> _PROBLEM TO SOLVE_
Please pick out every line below that contains the word "brick" and copy each one. Case counts.

(Position annotation records)
::::

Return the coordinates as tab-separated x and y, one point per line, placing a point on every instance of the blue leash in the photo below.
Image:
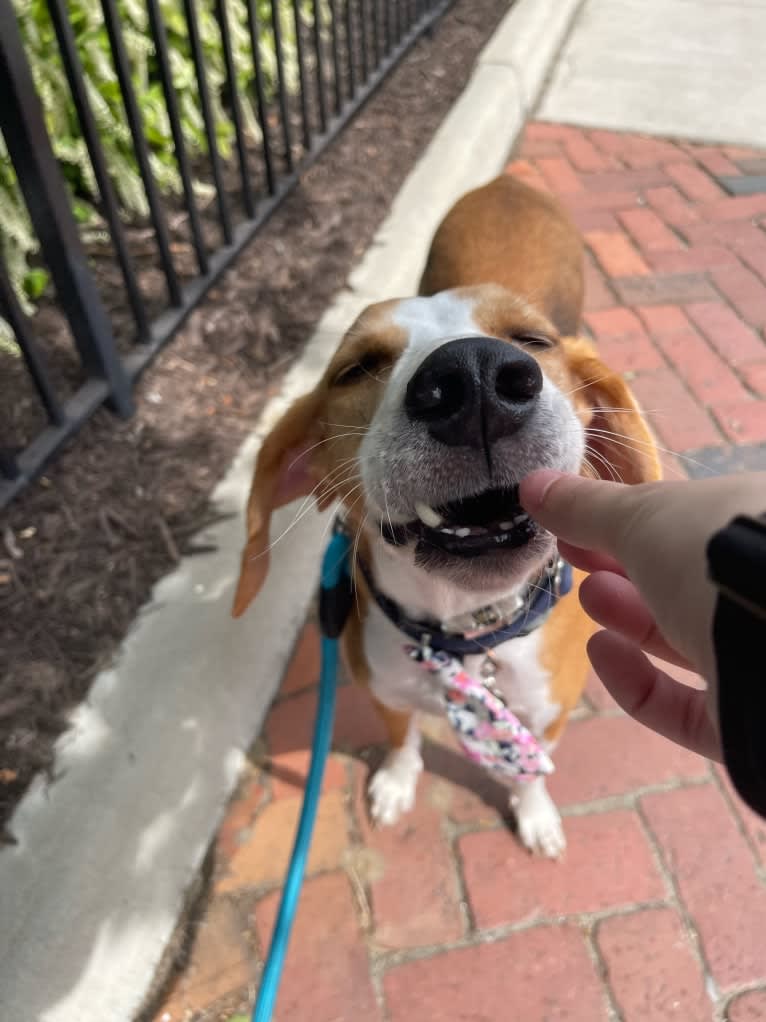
335	601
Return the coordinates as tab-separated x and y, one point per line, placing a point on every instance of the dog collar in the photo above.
488	625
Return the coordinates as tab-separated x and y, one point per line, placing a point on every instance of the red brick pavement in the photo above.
659	909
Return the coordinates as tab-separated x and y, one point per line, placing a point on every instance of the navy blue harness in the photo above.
541	598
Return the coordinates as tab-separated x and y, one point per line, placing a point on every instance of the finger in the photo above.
588	560
652	697
591	514
616	604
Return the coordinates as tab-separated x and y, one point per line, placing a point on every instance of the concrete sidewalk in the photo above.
659	909
690	70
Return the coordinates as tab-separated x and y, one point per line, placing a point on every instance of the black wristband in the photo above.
736	559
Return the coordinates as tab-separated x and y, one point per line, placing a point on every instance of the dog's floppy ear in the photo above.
619	443
283	472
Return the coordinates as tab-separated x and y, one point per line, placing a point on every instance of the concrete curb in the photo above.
90	895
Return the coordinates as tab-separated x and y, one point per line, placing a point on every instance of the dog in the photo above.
430	413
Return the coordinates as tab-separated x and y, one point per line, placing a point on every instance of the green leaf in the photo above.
35	282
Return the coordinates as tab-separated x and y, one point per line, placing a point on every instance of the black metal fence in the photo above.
113	326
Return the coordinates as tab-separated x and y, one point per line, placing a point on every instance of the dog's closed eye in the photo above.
371	364
533	341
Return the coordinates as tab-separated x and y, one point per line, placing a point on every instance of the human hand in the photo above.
644	547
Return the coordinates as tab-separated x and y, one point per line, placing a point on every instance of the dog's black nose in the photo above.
474	390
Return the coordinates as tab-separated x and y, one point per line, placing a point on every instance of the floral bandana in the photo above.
489	733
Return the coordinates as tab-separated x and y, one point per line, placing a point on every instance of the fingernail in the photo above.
534	488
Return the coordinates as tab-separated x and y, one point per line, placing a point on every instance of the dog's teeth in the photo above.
427	515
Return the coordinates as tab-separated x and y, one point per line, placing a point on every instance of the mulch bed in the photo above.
82	548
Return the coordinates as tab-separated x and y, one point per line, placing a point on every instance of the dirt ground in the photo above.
81	549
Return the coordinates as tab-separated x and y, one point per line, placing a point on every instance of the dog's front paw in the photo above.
392	787
540	829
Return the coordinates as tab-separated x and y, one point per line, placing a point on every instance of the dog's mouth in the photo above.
471	526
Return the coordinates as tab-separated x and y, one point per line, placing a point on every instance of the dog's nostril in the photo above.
436	395
518	382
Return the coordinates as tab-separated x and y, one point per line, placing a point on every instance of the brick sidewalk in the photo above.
659	910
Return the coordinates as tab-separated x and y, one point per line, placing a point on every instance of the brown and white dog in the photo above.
430	413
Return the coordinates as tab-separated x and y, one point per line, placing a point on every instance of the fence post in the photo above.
27	140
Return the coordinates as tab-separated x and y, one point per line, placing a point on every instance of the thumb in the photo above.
587	513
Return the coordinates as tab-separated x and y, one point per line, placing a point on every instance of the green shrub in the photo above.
16	237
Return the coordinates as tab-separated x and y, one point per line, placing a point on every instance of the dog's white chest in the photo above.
399	683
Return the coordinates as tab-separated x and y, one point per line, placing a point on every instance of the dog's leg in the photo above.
540	828
392	787
539	825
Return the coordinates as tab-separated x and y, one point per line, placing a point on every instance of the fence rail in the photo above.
281	117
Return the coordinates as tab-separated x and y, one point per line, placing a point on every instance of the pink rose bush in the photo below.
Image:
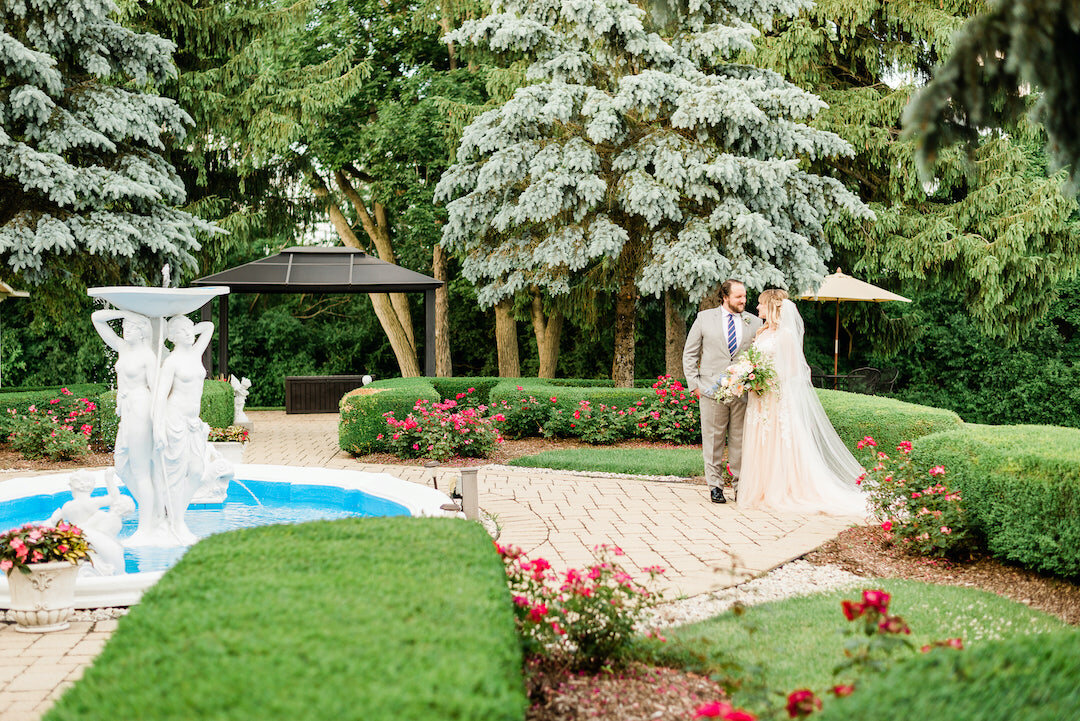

::::

> _RESPONSE FOR THIS EXERCISE_
Return the coordinates as tab-separated x and y, one point per line, placing a point on every instance of the red brick pavement in the photo above.
Return the coordinates as tab-separated x and y, one point per line, placing a point on every instance of the brick sidewalk in the photo above.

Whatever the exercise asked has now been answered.